■ Work required
Copy exactly the stretch of lines from the one holding "If you could tag the dark" through the last line of the data below, inclusive. Leave out pictures.

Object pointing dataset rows

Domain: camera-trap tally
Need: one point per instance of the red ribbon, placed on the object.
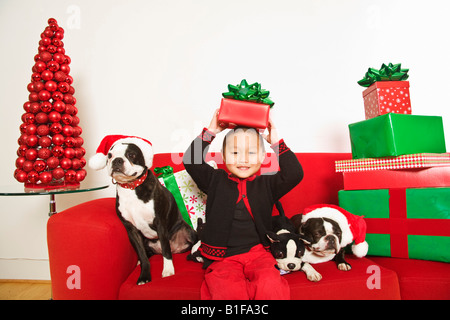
(399, 226)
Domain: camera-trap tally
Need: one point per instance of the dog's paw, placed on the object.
(168, 273)
(314, 276)
(143, 280)
(344, 266)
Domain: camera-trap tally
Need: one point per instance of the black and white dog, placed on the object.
(330, 229)
(288, 247)
(147, 209)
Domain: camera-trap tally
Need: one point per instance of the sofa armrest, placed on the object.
(89, 252)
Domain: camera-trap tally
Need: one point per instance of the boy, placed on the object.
(238, 212)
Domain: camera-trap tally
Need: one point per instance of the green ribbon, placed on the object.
(166, 173)
(248, 92)
(390, 72)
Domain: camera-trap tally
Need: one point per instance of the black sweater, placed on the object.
(224, 191)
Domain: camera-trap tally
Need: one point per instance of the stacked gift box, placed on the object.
(399, 174)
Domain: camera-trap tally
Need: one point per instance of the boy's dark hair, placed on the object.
(244, 129)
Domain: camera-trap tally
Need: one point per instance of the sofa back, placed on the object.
(320, 183)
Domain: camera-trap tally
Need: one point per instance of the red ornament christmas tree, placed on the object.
(50, 150)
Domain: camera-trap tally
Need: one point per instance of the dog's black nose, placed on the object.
(291, 266)
(117, 163)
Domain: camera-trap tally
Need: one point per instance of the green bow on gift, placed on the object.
(248, 92)
(166, 173)
(390, 72)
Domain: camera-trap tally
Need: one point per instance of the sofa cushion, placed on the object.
(419, 279)
(336, 284)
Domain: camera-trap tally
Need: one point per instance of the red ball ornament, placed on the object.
(33, 176)
(59, 106)
(45, 56)
(46, 107)
(39, 66)
(57, 139)
(65, 68)
(43, 130)
(70, 176)
(52, 162)
(66, 119)
(31, 154)
(65, 163)
(31, 129)
(35, 107)
(56, 128)
(26, 106)
(27, 166)
(53, 66)
(63, 87)
(41, 118)
(22, 150)
(36, 77)
(54, 116)
(45, 177)
(67, 131)
(46, 75)
(81, 174)
(19, 162)
(58, 151)
(51, 86)
(57, 96)
(33, 96)
(32, 141)
(60, 76)
(58, 173)
(44, 153)
(69, 153)
(44, 95)
(45, 142)
(21, 175)
(39, 165)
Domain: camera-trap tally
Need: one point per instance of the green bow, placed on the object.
(390, 72)
(171, 184)
(248, 92)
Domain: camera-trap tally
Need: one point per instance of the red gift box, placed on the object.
(388, 179)
(234, 113)
(387, 96)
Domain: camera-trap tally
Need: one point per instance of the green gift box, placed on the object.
(404, 223)
(397, 134)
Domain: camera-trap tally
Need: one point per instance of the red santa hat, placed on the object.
(100, 159)
(353, 227)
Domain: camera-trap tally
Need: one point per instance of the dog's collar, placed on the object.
(134, 184)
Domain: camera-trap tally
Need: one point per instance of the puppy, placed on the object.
(331, 229)
(288, 247)
(146, 208)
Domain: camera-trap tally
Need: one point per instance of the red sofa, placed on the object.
(91, 257)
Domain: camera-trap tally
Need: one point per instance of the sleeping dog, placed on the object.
(288, 247)
(330, 229)
(146, 208)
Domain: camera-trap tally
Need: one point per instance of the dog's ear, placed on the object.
(306, 240)
(273, 237)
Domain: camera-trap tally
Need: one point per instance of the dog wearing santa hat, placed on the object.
(330, 229)
(146, 208)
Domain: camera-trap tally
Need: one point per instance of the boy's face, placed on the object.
(243, 153)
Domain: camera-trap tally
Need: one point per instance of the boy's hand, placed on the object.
(272, 137)
(214, 126)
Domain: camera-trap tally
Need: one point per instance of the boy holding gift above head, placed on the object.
(238, 212)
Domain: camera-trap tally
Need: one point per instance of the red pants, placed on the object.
(250, 275)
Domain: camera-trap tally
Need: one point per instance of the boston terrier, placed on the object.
(146, 208)
(288, 247)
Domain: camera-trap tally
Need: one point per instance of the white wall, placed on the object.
(157, 69)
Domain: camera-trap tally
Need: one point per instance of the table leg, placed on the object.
(52, 205)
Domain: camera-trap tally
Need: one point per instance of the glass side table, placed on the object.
(20, 190)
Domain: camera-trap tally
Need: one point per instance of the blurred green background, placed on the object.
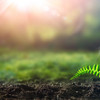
(48, 42)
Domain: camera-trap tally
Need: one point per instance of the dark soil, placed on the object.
(50, 91)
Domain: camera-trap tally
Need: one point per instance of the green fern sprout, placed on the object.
(87, 69)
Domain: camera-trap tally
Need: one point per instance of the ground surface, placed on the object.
(50, 91)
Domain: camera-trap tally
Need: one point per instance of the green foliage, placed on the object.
(36, 65)
(87, 69)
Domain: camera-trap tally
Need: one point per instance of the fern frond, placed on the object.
(87, 69)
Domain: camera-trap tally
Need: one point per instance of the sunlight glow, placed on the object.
(24, 5)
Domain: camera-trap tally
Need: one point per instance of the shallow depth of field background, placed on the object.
(47, 39)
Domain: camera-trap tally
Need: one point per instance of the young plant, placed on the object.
(87, 69)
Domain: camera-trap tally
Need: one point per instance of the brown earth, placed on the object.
(50, 91)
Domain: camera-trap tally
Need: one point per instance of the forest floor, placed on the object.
(50, 91)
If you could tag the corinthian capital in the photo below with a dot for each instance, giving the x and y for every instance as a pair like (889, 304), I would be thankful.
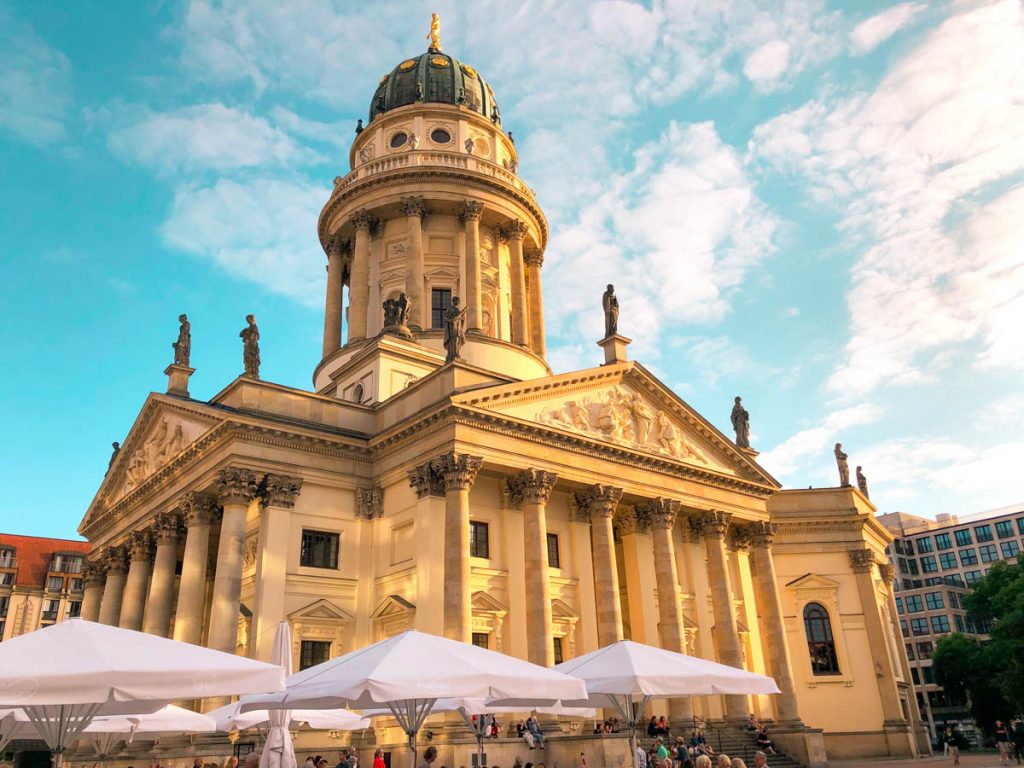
(660, 512)
(198, 509)
(514, 229)
(280, 491)
(458, 471)
(598, 501)
(363, 219)
(471, 210)
(414, 207)
(531, 485)
(237, 485)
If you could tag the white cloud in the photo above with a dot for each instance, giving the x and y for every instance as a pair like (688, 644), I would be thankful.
(783, 460)
(870, 33)
(35, 88)
(259, 230)
(677, 232)
(204, 137)
(923, 170)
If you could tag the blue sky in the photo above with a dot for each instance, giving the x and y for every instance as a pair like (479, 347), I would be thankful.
(817, 206)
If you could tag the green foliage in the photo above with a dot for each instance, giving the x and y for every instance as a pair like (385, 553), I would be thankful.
(989, 675)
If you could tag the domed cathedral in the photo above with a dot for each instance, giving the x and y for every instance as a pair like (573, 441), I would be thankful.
(439, 477)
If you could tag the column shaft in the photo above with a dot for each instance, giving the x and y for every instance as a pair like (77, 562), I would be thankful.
(158, 610)
(770, 608)
(662, 514)
(515, 231)
(715, 525)
(199, 510)
(415, 210)
(332, 310)
(458, 472)
(133, 602)
(358, 291)
(531, 488)
(535, 260)
(474, 289)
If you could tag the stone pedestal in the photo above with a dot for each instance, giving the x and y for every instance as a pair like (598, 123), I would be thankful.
(614, 348)
(177, 379)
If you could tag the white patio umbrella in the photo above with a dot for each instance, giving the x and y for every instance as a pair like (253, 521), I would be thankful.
(230, 718)
(626, 676)
(408, 673)
(65, 675)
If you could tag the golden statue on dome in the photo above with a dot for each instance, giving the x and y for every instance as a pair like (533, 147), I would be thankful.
(435, 34)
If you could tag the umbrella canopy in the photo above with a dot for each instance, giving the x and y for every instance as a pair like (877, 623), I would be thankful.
(65, 675)
(410, 672)
(230, 718)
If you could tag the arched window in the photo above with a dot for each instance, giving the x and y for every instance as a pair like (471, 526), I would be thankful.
(820, 643)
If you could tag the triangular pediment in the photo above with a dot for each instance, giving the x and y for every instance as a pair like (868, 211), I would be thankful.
(624, 406)
(321, 609)
(812, 582)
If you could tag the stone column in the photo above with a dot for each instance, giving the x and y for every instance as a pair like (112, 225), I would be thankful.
(535, 260)
(414, 209)
(457, 472)
(133, 602)
(158, 611)
(93, 576)
(761, 536)
(660, 514)
(862, 562)
(199, 511)
(530, 489)
(237, 488)
(600, 502)
(714, 525)
(116, 559)
(515, 230)
(470, 216)
(358, 290)
(332, 310)
(271, 559)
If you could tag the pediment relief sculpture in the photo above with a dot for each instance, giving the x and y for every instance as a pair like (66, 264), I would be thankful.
(624, 417)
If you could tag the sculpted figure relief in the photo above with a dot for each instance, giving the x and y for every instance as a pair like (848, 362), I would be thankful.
(741, 424)
(182, 347)
(610, 304)
(844, 468)
(455, 330)
(250, 347)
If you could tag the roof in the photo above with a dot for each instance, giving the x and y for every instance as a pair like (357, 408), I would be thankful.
(34, 555)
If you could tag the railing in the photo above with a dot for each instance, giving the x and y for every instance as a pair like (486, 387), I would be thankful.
(433, 159)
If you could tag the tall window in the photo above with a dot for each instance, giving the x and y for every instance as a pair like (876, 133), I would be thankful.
(820, 643)
(440, 300)
(479, 540)
(553, 558)
(320, 550)
(312, 652)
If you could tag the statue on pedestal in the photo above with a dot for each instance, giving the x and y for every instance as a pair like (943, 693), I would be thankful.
(741, 424)
(455, 330)
(610, 304)
(182, 347)
(862, 482)
(844, 468)
(250, 347)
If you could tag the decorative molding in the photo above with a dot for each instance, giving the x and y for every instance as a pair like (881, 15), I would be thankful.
(369, 503)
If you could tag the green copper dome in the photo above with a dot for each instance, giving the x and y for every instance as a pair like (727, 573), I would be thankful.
(434, 78)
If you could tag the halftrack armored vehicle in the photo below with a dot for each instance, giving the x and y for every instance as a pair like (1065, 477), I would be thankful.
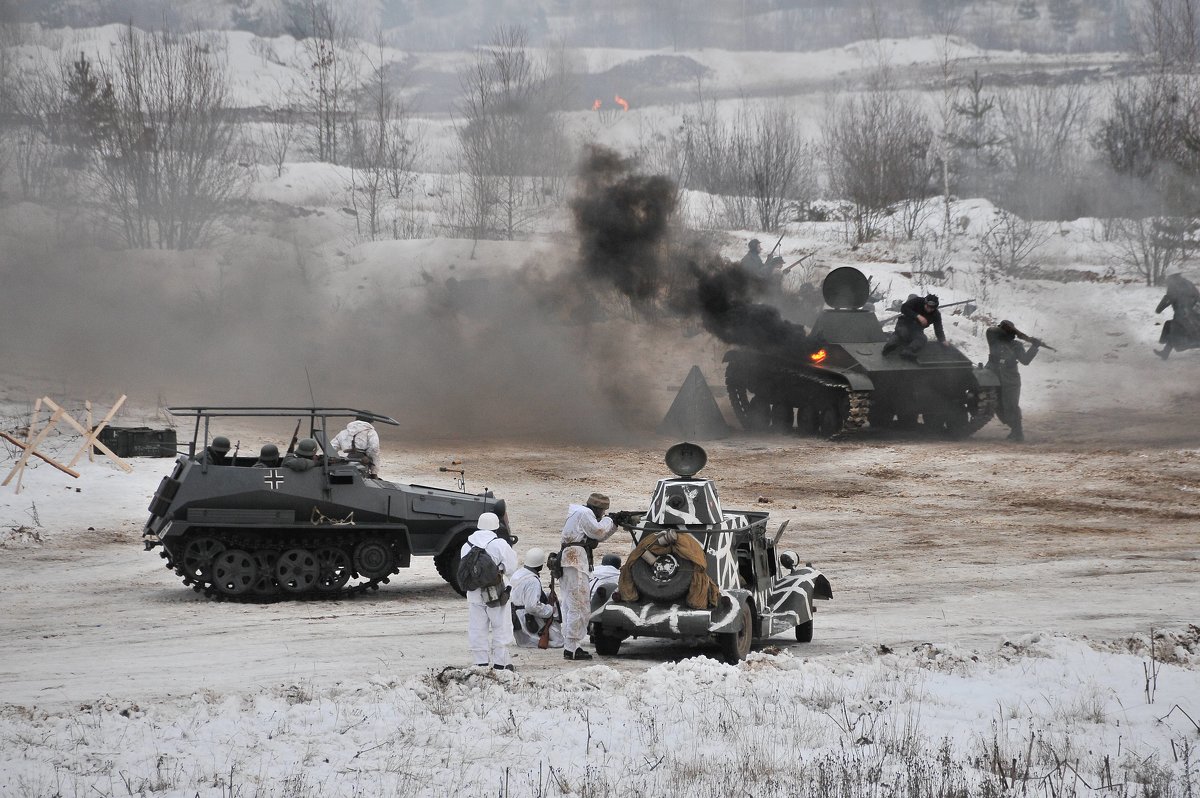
(244, 533)
(751, 591)
(840, 382)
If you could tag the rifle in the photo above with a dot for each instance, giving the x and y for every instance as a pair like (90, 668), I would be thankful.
(552, 599)
(295, 437)
(772, 253)
(1037, 342)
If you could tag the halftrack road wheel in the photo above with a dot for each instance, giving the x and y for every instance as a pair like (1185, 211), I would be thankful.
(297, 570)
(334, 568)
(373, 559)
(234, 571)
(265, 585)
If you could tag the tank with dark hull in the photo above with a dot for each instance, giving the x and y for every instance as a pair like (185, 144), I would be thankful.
(839, 381)
(243, 533)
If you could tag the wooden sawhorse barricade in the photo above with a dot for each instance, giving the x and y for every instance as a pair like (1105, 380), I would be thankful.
(35, 438)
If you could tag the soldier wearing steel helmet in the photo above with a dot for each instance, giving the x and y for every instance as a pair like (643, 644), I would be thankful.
(216, 453)
(304, 457)
(268, 456)
(1005, 352)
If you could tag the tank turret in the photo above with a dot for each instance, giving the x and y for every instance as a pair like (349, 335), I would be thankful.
(839, 381)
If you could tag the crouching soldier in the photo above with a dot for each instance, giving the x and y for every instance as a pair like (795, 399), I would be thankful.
(533, 610)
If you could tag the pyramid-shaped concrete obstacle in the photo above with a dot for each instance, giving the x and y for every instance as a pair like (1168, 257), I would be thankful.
(694, 414)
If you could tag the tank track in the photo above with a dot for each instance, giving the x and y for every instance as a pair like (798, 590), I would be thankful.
(856, 419)
(270, 591)
(859, 403)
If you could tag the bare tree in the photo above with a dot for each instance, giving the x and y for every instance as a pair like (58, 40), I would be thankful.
(1009, 245)
(329, 65)
(1043, 132)
(383, 154)
(879, 147)
(509, 136)
(1151, 247)
(1169, 31)
(168, 165)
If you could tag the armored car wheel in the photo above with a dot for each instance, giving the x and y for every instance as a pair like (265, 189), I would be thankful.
(335, 569)
(297, 570)
(373, 559)
(234, 571)
(606, 645)
(198, 556)
(736, 645)
(666, 580)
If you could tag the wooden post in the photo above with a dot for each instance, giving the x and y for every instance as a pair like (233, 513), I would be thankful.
(90, 436)
(34, 442)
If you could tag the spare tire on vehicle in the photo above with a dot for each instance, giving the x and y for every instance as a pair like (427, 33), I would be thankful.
(667, 580)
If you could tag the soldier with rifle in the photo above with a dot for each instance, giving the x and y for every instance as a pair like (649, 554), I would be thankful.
(1005, 352)
(537, 621)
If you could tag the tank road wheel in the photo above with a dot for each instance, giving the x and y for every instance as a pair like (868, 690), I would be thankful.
(335, 569)
(234, 571)
(666, 580)
(804, 631)
(265, 583)
(198, 556)
(297, 570)
(736, 645)
(373, 559)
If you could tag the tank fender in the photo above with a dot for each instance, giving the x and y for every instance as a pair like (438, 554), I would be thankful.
(857, 382)
(727, 613)
(985, 377)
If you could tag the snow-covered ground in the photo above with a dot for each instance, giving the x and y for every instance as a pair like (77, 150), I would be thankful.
(991, 628)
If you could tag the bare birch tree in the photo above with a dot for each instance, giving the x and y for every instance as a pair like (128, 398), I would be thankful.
(509, 137)
(168, 165)
(879, 150)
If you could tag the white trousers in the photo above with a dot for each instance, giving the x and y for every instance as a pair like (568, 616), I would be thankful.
(575, 595)
(490, 633)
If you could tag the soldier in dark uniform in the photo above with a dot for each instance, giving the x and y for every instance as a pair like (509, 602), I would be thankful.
(916, 315)
(1183, 330)
(305, 456)
(1005, 352)
(216, 453)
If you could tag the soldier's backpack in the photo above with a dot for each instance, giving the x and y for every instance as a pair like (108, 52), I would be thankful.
(478, 570)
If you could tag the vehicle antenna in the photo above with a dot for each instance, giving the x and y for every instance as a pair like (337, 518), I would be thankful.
(311, 395)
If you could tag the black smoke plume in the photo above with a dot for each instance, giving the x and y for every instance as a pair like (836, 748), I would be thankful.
(627, 243)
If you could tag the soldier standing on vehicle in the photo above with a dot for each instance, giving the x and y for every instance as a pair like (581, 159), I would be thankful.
(585, 528)
(1005, 352)
(532, 609)
(916, 315)
(359, 443)
(490, 623)
(1183, 330)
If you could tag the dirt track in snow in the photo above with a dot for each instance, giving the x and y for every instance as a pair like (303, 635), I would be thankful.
(1092, 528)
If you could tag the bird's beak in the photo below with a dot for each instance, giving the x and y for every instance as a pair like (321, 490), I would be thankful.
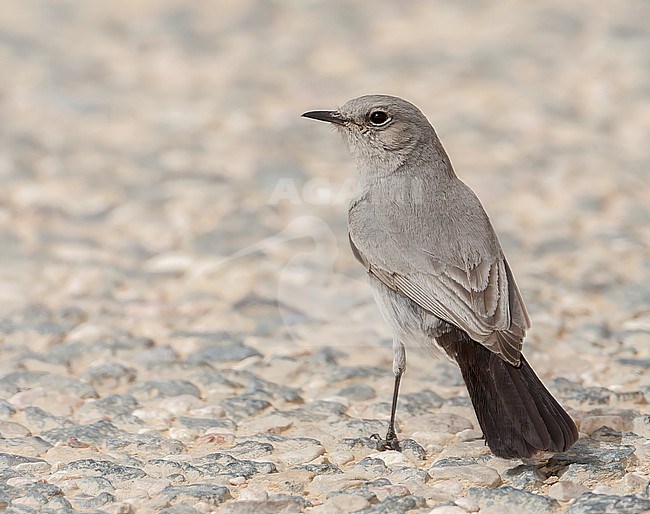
(329, 116)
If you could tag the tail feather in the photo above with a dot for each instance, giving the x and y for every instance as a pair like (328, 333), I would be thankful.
(517, 414)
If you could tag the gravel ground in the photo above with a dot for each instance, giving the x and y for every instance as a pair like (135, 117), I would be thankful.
(183, 326)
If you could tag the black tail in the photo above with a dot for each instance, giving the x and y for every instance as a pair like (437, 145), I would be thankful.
(517, 414)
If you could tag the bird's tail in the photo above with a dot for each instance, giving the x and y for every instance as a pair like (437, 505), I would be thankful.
(517, 414)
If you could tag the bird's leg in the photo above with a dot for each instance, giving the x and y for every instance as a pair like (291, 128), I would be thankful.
(399, 366)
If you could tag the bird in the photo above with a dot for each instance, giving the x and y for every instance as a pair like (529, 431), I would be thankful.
(439, 275)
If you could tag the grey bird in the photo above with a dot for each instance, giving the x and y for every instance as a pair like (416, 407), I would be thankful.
(439, 275)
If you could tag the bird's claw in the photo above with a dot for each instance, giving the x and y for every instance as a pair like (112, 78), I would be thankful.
(390, 442)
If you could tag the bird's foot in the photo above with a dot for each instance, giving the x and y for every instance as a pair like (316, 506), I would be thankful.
(388, 443)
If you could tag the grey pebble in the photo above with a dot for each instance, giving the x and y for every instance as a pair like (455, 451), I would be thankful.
(244, 406)
(8, 493)
(249, 450)
(181, 508)
(9, 460)
(111, 404)
(594, 395)
(109, 375)
(359, 428)
(164, 389)
(7, 473)
(515, 499)
(453, 462)
(395, 505)
(224, 352)
(340, 373)
(524, 477)
(370, 443)
(317, 411)
(409, 474)
(17, 444)
(6, 410)
(248, 468)
(43, 420)
(205, 423)
(320, 469)
(104, 469)
(276, 503)
(270, 390)
(596, 453)
(420, 403)
(590, 503)
(412, 448)
(84, 501)
(105, 434)
(216, 464)
(374, 465)
(358, 392)
(592, 474)
(209, 493)
(156, 356)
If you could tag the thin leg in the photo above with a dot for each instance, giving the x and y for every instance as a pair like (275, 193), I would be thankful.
(399, 366)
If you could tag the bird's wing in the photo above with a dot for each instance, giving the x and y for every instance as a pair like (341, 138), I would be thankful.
(483, 300)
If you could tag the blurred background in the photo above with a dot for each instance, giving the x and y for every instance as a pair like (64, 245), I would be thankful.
(157, 176)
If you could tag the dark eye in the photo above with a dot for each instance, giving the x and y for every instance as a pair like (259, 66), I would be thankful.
(378, 118)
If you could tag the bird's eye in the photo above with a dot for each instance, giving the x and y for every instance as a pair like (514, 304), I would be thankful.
(379, 118)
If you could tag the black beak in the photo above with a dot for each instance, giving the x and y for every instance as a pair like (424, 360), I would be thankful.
(329, 116)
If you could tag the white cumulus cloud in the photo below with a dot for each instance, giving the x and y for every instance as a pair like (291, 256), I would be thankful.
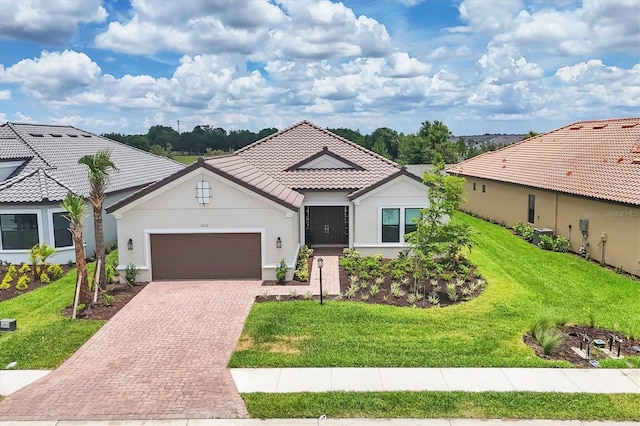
(47, 21)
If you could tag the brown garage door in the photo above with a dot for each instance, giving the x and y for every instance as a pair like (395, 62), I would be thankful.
(205, 256)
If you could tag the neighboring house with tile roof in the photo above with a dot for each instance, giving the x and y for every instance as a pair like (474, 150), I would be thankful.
(39, 166)
(239, 215)
(584, 175)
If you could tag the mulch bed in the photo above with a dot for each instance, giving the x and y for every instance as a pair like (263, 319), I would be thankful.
(122, 294)
(268, 283)
(384, 297)
(573, 336)
(11, 292)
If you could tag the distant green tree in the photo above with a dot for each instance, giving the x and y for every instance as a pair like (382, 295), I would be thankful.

■ Answer for the task
If you could tag the dark eye in the photo above with a dot for each instance, giving the x and y for every instance as a pair like (259, 66), I would be thankful.
(378, 118)
If you could tag the bird's eye in the photo above with a dot for each instance, giving the x and y for every instance as a pair like (514, 304), I would be thankful.
(379, 118)
If you could tag the black beak in the photo above with a dot for each instance, giving the x and y for every instance as a pair like (424, 360), I would be thankful.
(329, 116)
If you could tag the white cumulus cloud in the photo below with a dot for each instance, giving the x and y for every instance as a pair like (291, 256), I would be thankful.
(47, 21)
If you could tag the brown garage door in the photo above with a dot for each instance, giving the x and y for every instance as a pair like (395, 62), I would be thankful.
(205, 256)
If you could tag the neighboring house with tile roof in the photo above with a dot for each instance, giving the x and y for every instance as a pair like (474, 150), I would be thankful.
(39, 166)
(239, 215)
(584, 175)
If you could tag the mulch bed in the photo above with a dot for each instance, giving the x and y for every instance as a pair like (263, 319), I would be thankful.
(122, 294)
(268, 283)
(384, 297)
(573, 336)
(11, 292)
If you could tag the distant green tree in the photo above with a dot for each instance, giving the x and y for every instance as a pair like (382, 295), I would be thankful.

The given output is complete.